REQUIRED TASK: Please copy, word for word, the part of the material below that opens with the line containing "Practice step: locate the wooden" and closes with the line containing "point(548, 442)", including both of those lines.

Point labeling data based on photos
##############################
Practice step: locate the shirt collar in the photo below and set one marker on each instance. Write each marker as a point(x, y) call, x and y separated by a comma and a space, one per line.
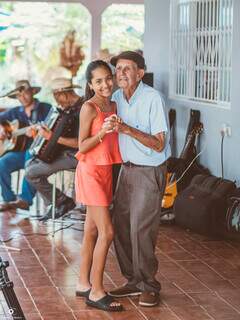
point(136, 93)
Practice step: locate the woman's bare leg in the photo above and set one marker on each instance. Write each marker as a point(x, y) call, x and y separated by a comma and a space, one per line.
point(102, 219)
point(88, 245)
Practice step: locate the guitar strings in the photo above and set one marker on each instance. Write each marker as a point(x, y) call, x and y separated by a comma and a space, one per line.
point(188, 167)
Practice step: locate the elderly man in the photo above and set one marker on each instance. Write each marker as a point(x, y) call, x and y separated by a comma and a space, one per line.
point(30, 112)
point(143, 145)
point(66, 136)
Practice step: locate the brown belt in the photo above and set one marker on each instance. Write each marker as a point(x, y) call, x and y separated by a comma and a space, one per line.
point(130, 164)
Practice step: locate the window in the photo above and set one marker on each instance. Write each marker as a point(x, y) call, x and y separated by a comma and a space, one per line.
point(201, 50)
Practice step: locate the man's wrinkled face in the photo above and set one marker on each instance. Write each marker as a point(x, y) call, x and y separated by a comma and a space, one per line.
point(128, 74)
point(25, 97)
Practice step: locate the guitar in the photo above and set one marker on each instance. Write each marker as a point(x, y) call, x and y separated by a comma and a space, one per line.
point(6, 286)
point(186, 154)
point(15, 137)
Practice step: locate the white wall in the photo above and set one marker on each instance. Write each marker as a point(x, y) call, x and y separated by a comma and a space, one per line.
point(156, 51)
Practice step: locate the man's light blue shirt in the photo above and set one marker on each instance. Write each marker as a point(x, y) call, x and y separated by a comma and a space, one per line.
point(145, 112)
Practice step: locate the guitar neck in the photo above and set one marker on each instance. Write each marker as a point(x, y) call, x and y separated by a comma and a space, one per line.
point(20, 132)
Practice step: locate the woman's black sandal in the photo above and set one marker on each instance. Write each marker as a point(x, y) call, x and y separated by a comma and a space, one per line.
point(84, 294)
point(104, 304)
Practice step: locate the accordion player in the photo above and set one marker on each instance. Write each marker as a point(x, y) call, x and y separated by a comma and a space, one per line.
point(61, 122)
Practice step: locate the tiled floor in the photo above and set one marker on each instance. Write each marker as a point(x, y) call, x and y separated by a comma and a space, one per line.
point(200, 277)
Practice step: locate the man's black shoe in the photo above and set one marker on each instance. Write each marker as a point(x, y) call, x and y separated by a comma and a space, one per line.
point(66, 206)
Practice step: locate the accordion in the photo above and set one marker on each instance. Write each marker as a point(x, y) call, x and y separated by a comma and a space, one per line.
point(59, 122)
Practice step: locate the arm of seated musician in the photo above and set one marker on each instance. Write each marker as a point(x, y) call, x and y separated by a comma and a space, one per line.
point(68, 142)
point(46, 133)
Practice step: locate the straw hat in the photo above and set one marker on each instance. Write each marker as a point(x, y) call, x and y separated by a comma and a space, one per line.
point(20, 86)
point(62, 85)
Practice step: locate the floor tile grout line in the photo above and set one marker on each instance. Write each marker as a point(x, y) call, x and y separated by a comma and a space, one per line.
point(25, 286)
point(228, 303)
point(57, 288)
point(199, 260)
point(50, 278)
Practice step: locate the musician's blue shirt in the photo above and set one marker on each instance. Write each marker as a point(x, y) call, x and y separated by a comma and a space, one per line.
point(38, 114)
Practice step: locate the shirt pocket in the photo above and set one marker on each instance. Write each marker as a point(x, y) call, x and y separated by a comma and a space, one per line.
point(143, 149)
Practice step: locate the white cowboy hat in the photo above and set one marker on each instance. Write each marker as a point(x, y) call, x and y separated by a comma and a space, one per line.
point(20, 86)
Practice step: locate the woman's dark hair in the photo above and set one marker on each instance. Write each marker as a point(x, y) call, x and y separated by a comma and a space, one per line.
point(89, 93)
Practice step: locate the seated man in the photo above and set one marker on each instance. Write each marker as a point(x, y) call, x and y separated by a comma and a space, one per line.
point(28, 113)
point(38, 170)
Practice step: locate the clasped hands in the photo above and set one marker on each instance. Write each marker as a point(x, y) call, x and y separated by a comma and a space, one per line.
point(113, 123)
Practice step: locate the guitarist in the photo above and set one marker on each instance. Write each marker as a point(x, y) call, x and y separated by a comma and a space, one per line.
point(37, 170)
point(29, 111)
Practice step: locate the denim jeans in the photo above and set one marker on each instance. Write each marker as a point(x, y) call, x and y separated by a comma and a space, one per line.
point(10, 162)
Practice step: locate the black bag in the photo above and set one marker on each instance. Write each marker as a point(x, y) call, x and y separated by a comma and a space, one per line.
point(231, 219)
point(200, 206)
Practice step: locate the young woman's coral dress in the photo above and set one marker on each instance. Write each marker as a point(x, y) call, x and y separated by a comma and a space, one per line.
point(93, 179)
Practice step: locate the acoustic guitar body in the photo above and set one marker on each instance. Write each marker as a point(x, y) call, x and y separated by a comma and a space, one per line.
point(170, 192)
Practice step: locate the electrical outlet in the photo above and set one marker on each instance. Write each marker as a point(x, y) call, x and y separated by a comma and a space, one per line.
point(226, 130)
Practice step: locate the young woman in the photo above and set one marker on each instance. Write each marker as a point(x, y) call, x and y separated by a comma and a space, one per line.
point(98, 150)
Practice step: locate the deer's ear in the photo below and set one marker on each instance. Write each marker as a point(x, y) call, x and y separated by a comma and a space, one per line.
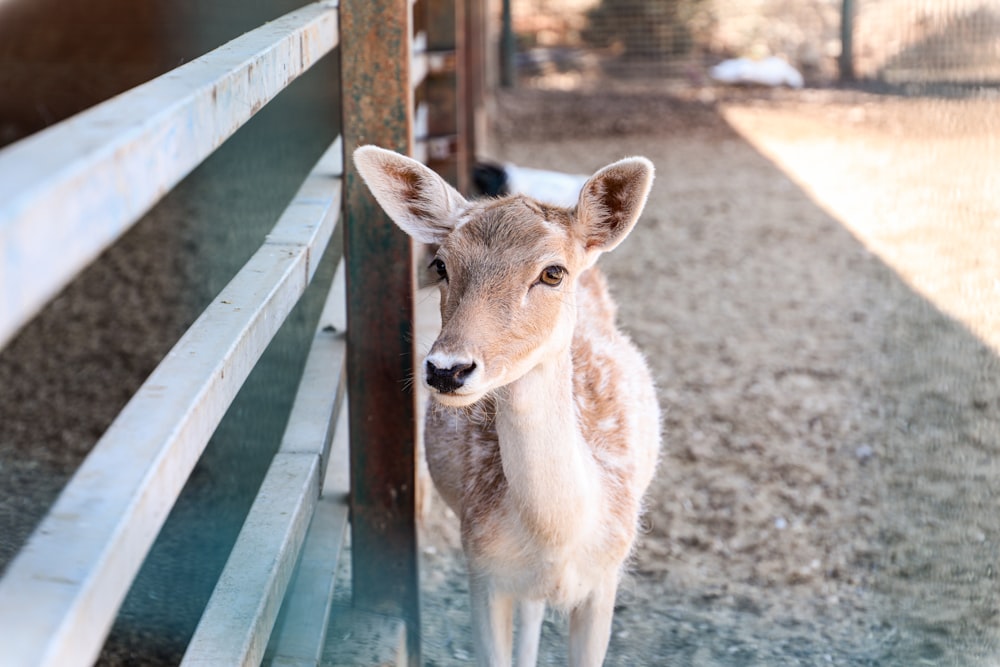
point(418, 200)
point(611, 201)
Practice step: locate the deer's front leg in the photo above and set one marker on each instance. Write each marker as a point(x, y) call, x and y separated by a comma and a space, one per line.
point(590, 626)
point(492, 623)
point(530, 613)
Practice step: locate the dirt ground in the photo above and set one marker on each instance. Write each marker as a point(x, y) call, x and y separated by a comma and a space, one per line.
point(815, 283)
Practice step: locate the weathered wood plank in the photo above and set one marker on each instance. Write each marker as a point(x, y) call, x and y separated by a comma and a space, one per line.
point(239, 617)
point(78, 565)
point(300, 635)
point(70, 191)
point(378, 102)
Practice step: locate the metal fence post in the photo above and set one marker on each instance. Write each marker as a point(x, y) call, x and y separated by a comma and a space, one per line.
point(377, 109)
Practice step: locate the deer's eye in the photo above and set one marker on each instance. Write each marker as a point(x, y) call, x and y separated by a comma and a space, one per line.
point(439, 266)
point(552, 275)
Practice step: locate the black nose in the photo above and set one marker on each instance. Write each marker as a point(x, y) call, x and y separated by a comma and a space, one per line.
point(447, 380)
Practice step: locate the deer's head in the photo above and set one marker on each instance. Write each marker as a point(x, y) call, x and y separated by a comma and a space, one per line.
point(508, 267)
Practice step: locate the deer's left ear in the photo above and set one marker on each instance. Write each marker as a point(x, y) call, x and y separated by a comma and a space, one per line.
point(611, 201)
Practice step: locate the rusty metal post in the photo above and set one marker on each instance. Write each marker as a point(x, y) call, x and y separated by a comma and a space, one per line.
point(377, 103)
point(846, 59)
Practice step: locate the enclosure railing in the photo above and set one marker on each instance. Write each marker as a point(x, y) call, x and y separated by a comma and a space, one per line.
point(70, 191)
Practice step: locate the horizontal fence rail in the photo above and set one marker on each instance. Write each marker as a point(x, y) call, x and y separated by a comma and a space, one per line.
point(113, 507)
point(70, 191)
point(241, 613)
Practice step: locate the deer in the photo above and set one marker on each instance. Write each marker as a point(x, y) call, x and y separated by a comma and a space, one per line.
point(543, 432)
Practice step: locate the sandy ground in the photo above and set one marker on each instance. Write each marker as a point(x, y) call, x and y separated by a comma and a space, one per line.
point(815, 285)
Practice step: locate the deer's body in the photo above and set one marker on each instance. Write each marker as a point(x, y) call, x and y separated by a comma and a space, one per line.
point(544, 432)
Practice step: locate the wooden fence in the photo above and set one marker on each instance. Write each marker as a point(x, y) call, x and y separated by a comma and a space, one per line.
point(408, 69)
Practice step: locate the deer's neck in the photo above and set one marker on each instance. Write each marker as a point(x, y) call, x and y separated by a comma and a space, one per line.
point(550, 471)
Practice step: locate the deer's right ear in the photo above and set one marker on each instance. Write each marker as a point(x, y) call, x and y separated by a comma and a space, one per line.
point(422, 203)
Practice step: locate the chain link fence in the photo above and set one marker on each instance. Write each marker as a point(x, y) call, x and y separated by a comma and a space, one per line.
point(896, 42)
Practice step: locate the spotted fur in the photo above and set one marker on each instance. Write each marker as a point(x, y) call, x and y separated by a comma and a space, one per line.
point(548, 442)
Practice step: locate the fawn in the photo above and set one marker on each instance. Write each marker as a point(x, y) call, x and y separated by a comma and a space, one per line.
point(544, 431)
##############################
ANSWER TO THE PROBLEM:
Practice step: locate the wooden fence in the photo above and set one marker on each instance. Write each marker as a point(x, y) call, x and y separated by a comma and a space, one per line.
point(408, 69)
Practice step: locate the deer's neck in the photo above and set one marker on each instance. Write each marker as a point(x, y) call, x and y separated by a comma and a space, one per line.
point(550, 471)
Practice step: locate the deer's right ear in the photo above and set one marker on each instance. Write each marker as a point(x, y) call, x and y separated by a comma and a space, one per line.
point(422, 203)
Practice step: locate the chain link fence in the photo above and set one marker on each instance. Write each marker as a point(x, y) call, x and y separated by a comma and a space, one per line.
point(896, 42)
Practice step: locate the spotted fur in the photo above and set one marker on each instance. Write each marker as a point(x, y) call, x and y separated by a comma and a space, one per line.
point(548, 442)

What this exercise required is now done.